Start of SUPPLIED ENTRIES

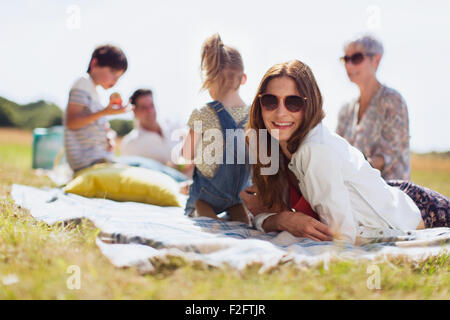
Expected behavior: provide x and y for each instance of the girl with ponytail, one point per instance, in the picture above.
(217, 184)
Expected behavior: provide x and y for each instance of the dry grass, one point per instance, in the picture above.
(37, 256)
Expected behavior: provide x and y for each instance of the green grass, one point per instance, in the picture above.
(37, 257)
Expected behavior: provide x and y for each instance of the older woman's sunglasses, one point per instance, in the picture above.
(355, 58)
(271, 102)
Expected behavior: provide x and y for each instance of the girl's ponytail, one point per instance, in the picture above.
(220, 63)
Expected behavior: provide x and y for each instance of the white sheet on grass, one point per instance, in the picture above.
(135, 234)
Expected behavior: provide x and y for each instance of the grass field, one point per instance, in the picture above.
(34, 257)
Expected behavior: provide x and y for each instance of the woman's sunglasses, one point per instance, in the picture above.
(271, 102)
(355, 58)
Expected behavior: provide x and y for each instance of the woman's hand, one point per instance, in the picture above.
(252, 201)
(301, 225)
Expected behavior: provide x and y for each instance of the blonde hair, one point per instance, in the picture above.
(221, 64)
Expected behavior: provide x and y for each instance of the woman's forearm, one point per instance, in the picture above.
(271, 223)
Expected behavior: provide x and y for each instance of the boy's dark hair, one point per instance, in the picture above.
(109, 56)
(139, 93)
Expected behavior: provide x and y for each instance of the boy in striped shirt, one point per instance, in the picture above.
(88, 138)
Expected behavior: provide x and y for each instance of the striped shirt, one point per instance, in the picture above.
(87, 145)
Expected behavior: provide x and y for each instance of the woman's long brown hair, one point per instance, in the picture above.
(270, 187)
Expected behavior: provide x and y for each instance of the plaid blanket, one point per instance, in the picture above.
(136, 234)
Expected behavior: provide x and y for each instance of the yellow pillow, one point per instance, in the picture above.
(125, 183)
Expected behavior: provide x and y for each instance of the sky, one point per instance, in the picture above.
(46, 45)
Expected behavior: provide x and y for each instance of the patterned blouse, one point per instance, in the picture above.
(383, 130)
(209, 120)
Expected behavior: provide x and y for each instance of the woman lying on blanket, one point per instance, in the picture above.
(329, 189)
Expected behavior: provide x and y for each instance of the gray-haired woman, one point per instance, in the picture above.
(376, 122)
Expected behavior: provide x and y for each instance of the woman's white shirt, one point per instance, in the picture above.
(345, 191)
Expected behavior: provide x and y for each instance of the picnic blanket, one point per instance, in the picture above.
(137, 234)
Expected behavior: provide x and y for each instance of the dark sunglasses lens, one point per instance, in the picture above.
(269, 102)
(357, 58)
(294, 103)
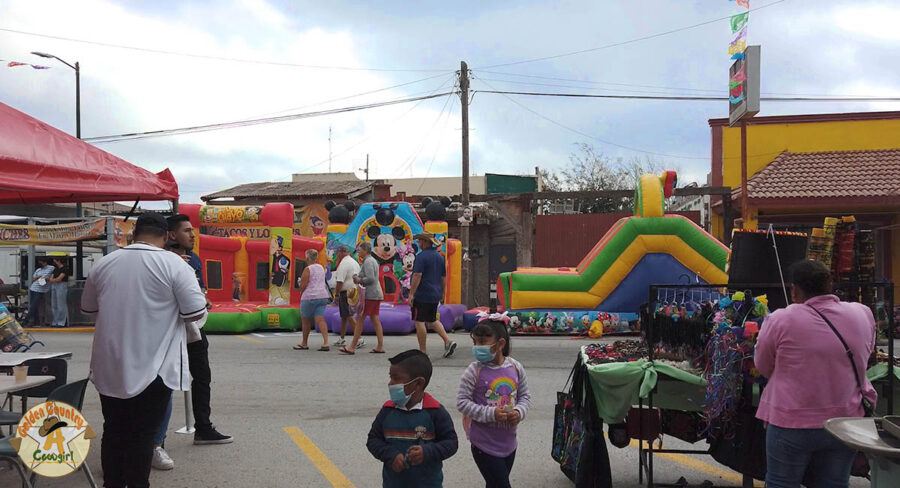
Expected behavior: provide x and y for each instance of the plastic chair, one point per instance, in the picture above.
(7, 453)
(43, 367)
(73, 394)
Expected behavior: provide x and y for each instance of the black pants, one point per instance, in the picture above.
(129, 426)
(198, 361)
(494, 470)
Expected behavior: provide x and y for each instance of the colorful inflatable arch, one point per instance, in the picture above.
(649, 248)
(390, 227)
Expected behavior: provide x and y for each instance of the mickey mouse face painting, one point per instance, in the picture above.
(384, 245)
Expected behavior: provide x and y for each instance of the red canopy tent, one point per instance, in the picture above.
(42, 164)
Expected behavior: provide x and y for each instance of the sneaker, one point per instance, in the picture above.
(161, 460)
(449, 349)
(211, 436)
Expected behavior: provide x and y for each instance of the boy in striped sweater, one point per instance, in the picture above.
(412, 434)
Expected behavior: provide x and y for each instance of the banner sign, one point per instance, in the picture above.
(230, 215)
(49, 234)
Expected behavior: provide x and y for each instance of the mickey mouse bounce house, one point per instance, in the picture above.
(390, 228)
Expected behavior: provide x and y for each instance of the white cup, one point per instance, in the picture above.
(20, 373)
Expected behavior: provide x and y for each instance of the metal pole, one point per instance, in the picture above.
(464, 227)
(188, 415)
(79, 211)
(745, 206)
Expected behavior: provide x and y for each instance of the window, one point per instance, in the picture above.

End of SUPPLIED ENTRIES
Start of SUPPLIED ENTRIES

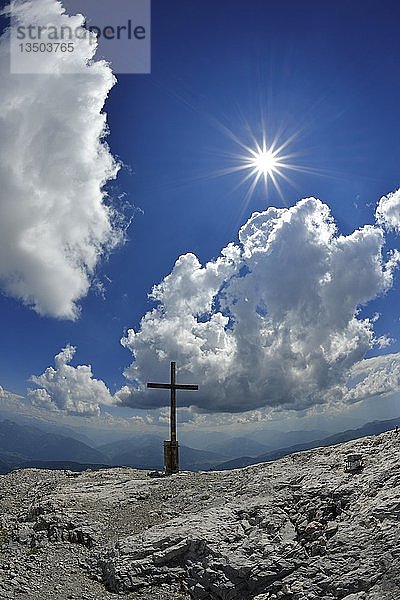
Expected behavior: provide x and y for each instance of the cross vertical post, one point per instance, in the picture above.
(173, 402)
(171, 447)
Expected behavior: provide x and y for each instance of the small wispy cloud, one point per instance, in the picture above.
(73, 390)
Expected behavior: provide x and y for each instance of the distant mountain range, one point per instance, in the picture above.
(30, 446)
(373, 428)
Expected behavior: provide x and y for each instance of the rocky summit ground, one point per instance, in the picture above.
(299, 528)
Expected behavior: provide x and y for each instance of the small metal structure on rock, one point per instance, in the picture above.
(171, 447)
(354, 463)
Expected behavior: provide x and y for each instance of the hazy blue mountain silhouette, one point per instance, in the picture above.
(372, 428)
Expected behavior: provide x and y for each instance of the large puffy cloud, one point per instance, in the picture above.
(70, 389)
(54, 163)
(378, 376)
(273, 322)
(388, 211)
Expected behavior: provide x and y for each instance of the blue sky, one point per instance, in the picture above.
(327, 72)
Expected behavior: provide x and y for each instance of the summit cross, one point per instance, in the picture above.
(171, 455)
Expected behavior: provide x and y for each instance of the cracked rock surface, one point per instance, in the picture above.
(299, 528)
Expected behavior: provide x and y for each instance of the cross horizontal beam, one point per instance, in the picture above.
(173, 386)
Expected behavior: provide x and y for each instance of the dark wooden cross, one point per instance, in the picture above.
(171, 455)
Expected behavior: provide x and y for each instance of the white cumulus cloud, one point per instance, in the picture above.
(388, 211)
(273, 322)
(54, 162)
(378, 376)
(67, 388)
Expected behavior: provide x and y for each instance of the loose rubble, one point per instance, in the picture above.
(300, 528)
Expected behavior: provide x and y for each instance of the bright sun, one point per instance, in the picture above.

End of SUPPLIED ENTRIES

#### EXERCISE PROMPT:
Edit the stretch from the line containing "the dark wooden" through the line containing "of the bright" so that "loose rubble" reads "scattered stones", keeping everything else the same. Return only those lines.

#### OUTPUT FOR THIS EXERCISE:
Expected behavior: provide x and y for each instance of the dark wooden cross, one point per instance, in the picture above.
(171, 455)
Expected behavior: provide x and y for each instance of the white cumulus cloud, one point per instance, in the picture above.
(388, 211)
(273, 322)
(54, 162)
(378, 376)
(67, 388)
Expected behavior: provide x and y for each instance of the scattered stones, one point per instance, in the picture above.
(300, 528)
Expected behavior: provide x and y for each instance of the bright sun, one point per instance, in the picture above.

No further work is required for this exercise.